The dataset is relatively small, so it can be loaded each time without the need to store it otherwise.

In [None]:
import pandas as pd
press_directories = pd.read_csv("input/PressDirectories.csv")

press_directories = press_directories.reset_index(drop = True)

# This way an original version of the file is stored
# in the press_directories variable
df = press_directories.copy()


## Removing the Eire counties
The map used to plot the data contains only the UK historical counties, so the ones belonging to the current Republic of Ireland have to be filtered out.

To do so, I employed a mix of literal and regex replacements, checking that they would not overextend and delete counties that are not in Eire. Whenever the original dataset is updated, this check should happen again to make sure that there are no ambiguous matches.

### 1. regex matching
Many Irish counties (both for current Eire and Northern Ireland) are written like this:
> in the province of ulster and county armagh

When the name of the county is simply Armagh (or Armagh county). Before moving on with matching them literally, I used a regex pattern to find all these occurrences and replace them with the name of the county. This affects all Irish counties in general, not just Eire ones.

In [None]:
# Define the regular expression pattern

pattern = r'in the province of ([\w\s\']+?) and county ([\w\s\']+)'



# Function to replace the matched phrases
def replace_phrase(match):
    county_name = match.group(2)
    if county_name[:3] == "of ":
        county_name = county_name[3:]
    if 'county' in county_name:
        return county_name
    else:
        return county_name + ' county'

original_column = df["county"]


# This replacement is done using str.replace, which passes the regex match to
# a function that further elaborates it
df["map_county"] = df["county"].str.replace(pattern, replace_phrase, regex=True)

counties = list(df["map_county"].unique())

replaced_column = df["map_county"]

# Dictionary containing all replaced counties
counties_replaced = {}


# Store changes
for original, replaced in zip(original_column, replaced_column):
    if original != replaced:
        counties_replaced[original] = replaced

### 2. Finding counties slipping through

Some counties escape the regex pattern because of how they are called, often just because they use a different word order.
In some cases, writing a regex for them could be dangerous because it could match unwanted rows, so I used a dictionary instead.

Once again, these replacements are based on my survey of the data at the moment of writing, and might need changing in the future.
The block of code below serves as a guide to see what counties are in the dataset.

- - -

■ What the exercise asks:
Continue the notebook walkthrough on filtering Eire counties from the press directories dataset, starting after its last sentence.

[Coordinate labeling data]
- - -

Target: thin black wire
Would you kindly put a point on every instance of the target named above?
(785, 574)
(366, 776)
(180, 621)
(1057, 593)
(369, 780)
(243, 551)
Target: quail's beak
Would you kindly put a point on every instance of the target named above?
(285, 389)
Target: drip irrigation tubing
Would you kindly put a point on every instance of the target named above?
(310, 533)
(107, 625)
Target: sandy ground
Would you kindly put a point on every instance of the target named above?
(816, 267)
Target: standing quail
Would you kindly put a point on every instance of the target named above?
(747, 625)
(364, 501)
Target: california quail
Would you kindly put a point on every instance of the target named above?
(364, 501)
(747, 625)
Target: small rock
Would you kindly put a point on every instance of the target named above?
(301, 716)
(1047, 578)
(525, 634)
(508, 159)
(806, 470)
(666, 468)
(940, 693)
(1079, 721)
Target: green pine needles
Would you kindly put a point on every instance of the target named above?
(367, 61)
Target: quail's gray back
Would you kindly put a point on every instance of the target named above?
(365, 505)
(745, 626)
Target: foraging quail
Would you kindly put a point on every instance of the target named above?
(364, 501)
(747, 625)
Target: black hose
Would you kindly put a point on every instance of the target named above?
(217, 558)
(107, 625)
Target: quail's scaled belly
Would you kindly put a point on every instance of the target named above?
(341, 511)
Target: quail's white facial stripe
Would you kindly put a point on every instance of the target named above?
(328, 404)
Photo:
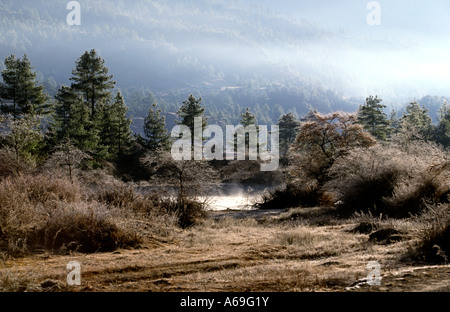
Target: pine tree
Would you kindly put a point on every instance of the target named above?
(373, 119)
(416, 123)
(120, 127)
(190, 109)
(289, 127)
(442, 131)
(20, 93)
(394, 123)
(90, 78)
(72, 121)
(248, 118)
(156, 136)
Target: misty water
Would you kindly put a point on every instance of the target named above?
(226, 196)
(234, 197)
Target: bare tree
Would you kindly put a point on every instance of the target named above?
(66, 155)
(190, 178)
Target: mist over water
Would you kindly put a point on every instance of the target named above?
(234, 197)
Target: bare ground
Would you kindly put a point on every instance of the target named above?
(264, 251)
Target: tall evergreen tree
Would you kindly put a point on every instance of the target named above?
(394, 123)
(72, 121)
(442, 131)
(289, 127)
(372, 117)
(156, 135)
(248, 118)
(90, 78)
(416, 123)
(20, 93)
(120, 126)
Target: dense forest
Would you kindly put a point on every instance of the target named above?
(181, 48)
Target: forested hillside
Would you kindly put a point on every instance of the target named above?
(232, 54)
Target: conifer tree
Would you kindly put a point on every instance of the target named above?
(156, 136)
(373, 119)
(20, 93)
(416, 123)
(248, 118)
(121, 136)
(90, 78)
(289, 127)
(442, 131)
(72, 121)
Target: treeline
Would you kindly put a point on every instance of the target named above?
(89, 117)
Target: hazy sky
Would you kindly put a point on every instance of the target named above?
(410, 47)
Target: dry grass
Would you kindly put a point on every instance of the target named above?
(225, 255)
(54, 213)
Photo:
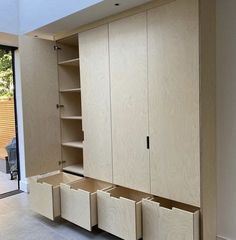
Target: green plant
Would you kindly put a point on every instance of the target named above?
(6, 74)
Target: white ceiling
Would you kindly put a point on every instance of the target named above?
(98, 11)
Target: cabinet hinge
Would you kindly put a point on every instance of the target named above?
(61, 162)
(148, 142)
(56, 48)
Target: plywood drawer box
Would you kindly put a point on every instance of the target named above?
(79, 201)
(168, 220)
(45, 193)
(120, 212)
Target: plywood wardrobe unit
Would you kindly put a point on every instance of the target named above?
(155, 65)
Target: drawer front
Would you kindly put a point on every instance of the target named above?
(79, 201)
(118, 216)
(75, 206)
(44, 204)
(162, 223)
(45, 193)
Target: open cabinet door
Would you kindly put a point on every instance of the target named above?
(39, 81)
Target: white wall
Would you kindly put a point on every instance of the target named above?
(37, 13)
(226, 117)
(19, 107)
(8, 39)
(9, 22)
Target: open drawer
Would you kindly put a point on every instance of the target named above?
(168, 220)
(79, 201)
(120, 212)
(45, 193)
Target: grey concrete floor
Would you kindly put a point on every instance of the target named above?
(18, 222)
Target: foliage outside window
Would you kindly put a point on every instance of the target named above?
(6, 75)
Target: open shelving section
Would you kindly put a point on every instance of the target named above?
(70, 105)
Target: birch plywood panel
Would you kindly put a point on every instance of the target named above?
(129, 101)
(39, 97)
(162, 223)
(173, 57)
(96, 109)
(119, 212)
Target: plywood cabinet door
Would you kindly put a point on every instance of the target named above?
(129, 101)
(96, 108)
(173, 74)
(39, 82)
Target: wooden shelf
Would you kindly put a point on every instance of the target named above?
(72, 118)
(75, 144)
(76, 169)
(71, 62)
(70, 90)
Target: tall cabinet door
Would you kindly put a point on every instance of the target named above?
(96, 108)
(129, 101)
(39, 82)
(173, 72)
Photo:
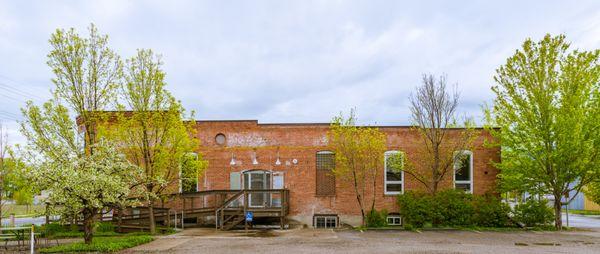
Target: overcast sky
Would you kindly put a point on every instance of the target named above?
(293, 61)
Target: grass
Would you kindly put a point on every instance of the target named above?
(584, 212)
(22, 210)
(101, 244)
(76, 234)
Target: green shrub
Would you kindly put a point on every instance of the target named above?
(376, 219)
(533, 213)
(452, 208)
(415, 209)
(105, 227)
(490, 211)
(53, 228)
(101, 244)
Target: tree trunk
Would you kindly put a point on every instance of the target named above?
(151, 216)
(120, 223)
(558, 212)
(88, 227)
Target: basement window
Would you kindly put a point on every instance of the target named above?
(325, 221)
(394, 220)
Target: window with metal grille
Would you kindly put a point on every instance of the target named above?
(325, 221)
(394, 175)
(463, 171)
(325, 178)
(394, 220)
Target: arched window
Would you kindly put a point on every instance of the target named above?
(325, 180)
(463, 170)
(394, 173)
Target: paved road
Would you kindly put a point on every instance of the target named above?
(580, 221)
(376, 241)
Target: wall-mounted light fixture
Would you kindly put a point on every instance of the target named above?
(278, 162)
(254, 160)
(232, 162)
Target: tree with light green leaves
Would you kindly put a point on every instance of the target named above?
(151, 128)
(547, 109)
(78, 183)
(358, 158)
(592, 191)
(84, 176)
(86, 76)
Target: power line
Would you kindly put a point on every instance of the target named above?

- - -

■ Answer to the problem:
In [None]:
def escaping():
  search_counties_escaping = list(df["map_county"].unique())
  for county in search_counties_escaping:
    print(county)

  # Variables are deleted after execution since they have no particular use
  del search_counties_escaping
  del county

escaping()

london
sussex
cambridgeshire
kent
cumberland
essex
gloucestershire
derbyshire
durham
devonshire
hertfordshire
warwickshire
yorkshire
leicestershire
norfolk
lancashire
northumberland
staffordshire
lincolnshire
cheshire
hampshire
berkshire
worcestershire
carmarthenshire
aberdeenshire
forfarshire
ayrshire
fifeshire
dumfriesshire
edinburghshire
lanarkshire
inverness-shire
roxburghshire
nainshire
perthshire
antrim county
londonderry county
galway county
limerick county
longford county
tipperary county
monmouthshire
cornwall
carlow county
clare county
kilkenny county
meath county
dorsetshire
clackmannanshire
in the province of leinster and queen 's county
in the province of leinster and king 's county
in the province of leinster and king's county
in the province of connaught and the county of sligo
bedfordshire
somersetshire
suffolk
wiltshire
shropshire
kinross-shire
herefordshire
pembrokeshire
argyllshire
oxfordshire
in the province of ulster and the county of armagh
banffshire
flintshire
p

In [None]:
# These are replacements that are not as easily captured by simple regex, so
# I preferred to spell them out to make it more transparent

escaped_replacements =  {
    # Queen's and King's county (Offaly and Laois in other naming conventions)
    "in the province of leinster and queen 's county" : "queen's county",
    "in the province of leinster and king 's county" : "king's county",
    "in the province of leinster and king's county" : "king's county",
    # Sligo
    'in the province of connaught and the county of sligo' : "sligo county",
    # Armagh
    'in the province of ulster and the county of armagh' : "armagh county",
    'in the province of ulster and the county armagh' : "armagh county",
    # Antrim
    'in the province of ulster and co . antrim' : "antrim county",
    'in the prov. of ulster and co. antrim' : 'antrim county',
    # Down
    'in county down , province of ulster' : "down county",
    # Tyrone
    'in the county of tyrone and province of ulster' : 'tyrone county',
    'co . tyrone' : "tyrone county",
    # Clare
    'in the prov . of munster and co . clare' : 'clare county',
    # Wicklow
    'county wicklow and province of leinster' : 'wicklow county',
    # Leitrim
    'prov . of connaught & county leitrim' : 'leitrim county',
    'co . leitrim' : "leitrim county",
    # Cork
    "county cork" : "cork county",
    # This would actually be both, but I am taking it out of the dataset anyway
    # since it's in Eire
    "in the province of leinster , and between counties meath and  louth" : "meath county",
    # Donegal
    "county donegal" : "donegal county",
    # Down
    "county down" : "down county",
    # Fermanagh
    "county fermanagh" : "fermanagh county"
    }


# Replace values using the dictionary
df["map_county"] = df["map_county"].replace(escaped_replacements)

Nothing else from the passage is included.